Excerpt provided ▸
* * *
The Newcastle Knights’ CEO was again given a different perspective of the Club’s home venue when he took part in the third annual Newcastle CEO Sleepout on Thursday night.

Gidley experienced what it was like to sleep rough in the bitter cold outside Hunter Stadium as part of the event that raises funds and awareness for St Vincent De Paul’s services for the homeless.

“We met some people that are currently experiencing homelessness and heard their stories which was really harrowing,” Gidley said after the event. 

At this year’s Newcastle Sleepout, attended by 30 local CEOs, a money system was introduced where participants were given a pretend $20 note which could be used to buy some cardboard to make a bed for the evening, a pillow, soup or a cup of tea. 

“It forced you to think a bit more about having limited resources and how you are going to spend, which is an insight into homelessness,” he added.

“Some people have no money at all to buy those types of things so rely on support from organisations like St Vincent De Pauls to provide them with food and shelter."

While Gidley returned for the third time since the event’s Newcastle launch in 2013, he admits sleeping rough in winter never gets any easier.

“Every year it’s difficult,” he said. 

“As I lay there last night, you're experiencing the cold and no one gets a lot of sleep because it’s difficult. 

“You think about how hard it would be to find somewhere safe to sleep every night.

“It’s interesting to hear from people that are homeless that they try to stay up during the course of the night, whether that’s in trains or in parks, and then sleep in the day when it’s a lot safer and there’s more people around."
* * *
Written problem 1 ▸
According to the article on the Newcastle CEO Sleepout, how many local CEOs attended this year's event?
Written problem 2 ▸
Extend the article on the Newcastle CEO Sleepout with a few more sentences, picking up after its final quotation.

Dataset extract ▸
* * *
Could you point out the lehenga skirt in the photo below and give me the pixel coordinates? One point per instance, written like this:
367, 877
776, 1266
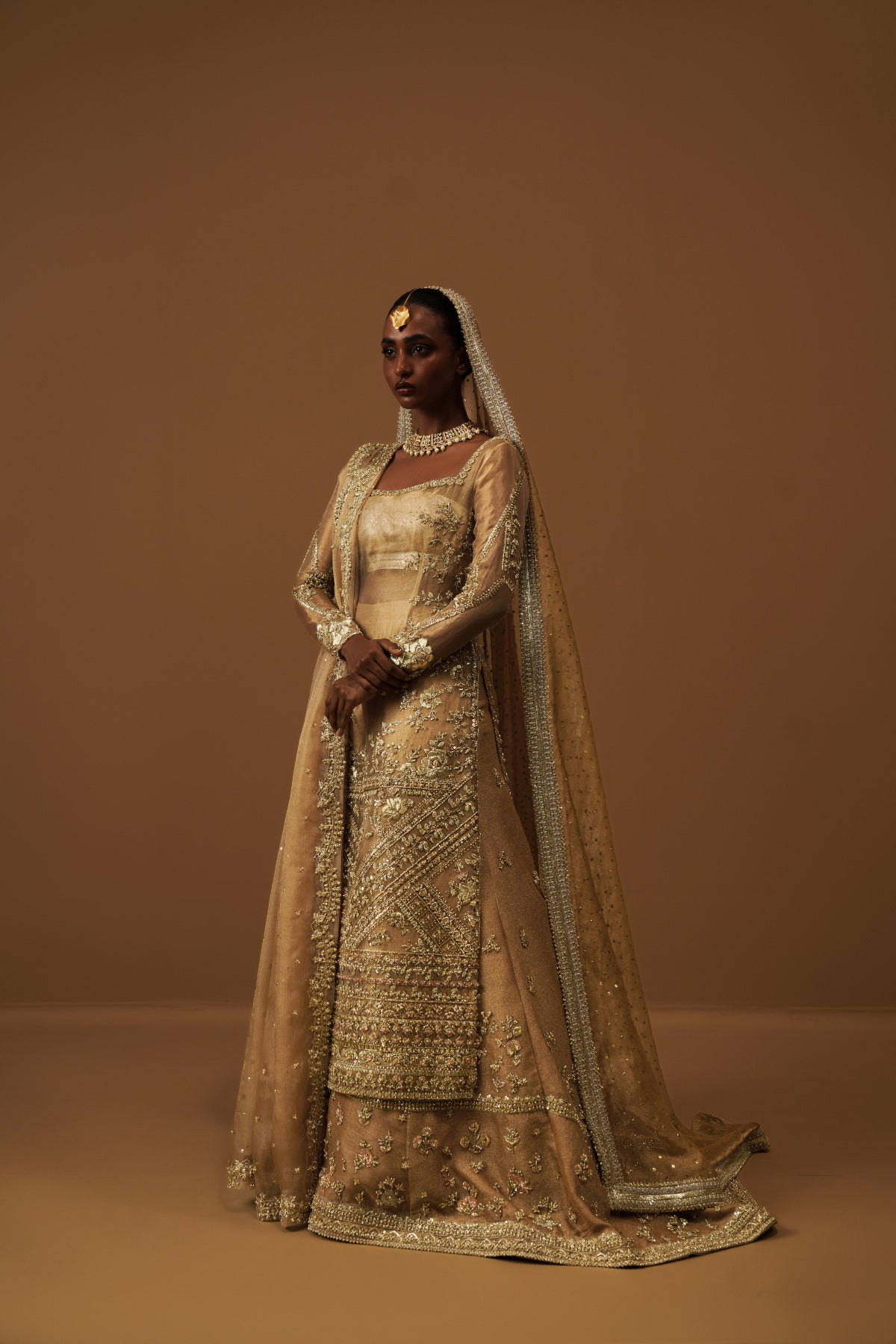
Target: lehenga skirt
* * *
Task response 1 ▸
30

Task response 2 ▸
The highlight of the annual event for Gidley is learning about the inspirational work services like St Vincent De Paul do in the community to support people in need. 

105,000 men, women and children experience homelessness each night across Australia with 60 per cent of these people under the age of 35. 

“It’s a wonderful cause and a cause I’m passionate about,” he said. 

“The vast majority of the night was spent hearing from these amazing people and the work of St Vincent De Paul and the volunteers at the Matthew Talbot Centre which supports’ homeless men in particular. 

“They do an amazing job.

“A lot of the time it’s just bad luck and they have fallen through the cracks for whatever reason and have come from recently relatively normal home and family lifestyles to ending up homeless and on the streets. 

“The people that support them, keep them safe and give them hope, they are the real heroes in our community, so it’s wonderful to hear from them and absolutely inspiring.”